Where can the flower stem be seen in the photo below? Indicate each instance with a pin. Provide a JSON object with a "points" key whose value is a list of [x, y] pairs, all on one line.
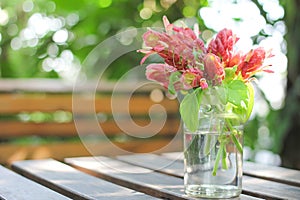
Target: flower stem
{"points": [[236, 142], [218, 159], [224, 156]]}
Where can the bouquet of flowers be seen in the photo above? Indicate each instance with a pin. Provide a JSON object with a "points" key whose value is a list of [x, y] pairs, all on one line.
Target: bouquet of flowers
{"points": [[214, 74]]}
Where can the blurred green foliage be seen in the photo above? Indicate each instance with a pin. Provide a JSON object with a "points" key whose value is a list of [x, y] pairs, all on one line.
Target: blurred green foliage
{"points": [[30, 45]]}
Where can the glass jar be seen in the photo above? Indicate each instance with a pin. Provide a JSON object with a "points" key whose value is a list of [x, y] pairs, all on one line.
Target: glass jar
{"points": [[213, 156]]}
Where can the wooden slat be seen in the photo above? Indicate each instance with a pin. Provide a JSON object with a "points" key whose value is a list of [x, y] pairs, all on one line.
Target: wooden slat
{"points": [[135, 177], [137, 128], [278, 174], [273, 173], [252, 186], [73, 183], [16, 103], [61, 150], [16, 187], [63, 86]]}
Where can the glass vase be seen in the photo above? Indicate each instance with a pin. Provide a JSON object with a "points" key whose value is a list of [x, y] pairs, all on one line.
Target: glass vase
{"points": [[213, 156]]}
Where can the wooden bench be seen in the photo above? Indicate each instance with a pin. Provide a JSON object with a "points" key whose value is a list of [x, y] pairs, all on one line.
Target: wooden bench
{"points": [[135, 176], [60, 122]]}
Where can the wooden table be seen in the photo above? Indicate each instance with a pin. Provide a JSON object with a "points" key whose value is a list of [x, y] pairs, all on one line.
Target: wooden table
{"points": [[137, 176]]}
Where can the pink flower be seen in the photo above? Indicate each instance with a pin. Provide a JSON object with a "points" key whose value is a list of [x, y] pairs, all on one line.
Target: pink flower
{"points": [[222, 45], [214, 70], [252, 63], [160, 73], [179, 47], [192, 78]]}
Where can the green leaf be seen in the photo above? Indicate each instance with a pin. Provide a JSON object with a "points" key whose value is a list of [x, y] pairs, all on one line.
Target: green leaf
{"points": [[230, 73], [189, 109], [174, 77], [237, 93], [250, 100]]}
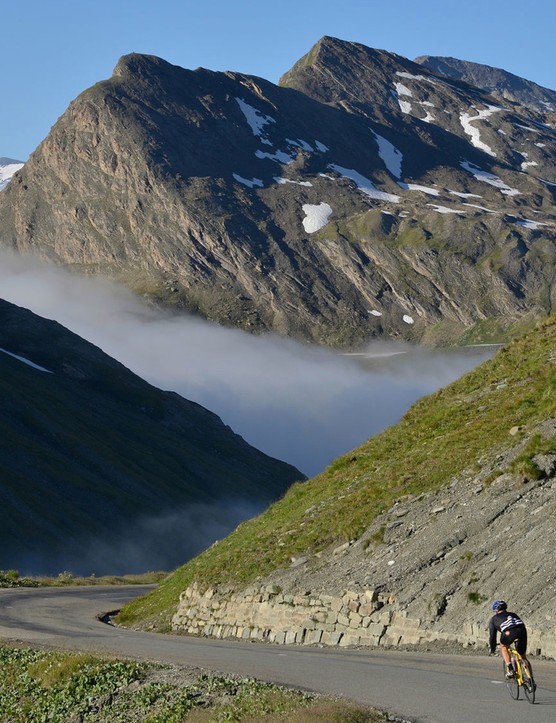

· · · · · · ·

Try it: Restate word for word the lines starting at the one that contains "Where can the green" and ending at the last line of the data. Skip every picture.

Solved exercise:
Where can the green leaf be seen in the photo above? Indicate each instance with a pin. Provide a JSON object with a "points" key whose value is a list of [x, y] pairs, all on one line.
Target: green leaf
{"points": [[230, 73], [189, 109], [174, 77], [237, 93], [250, 100]]}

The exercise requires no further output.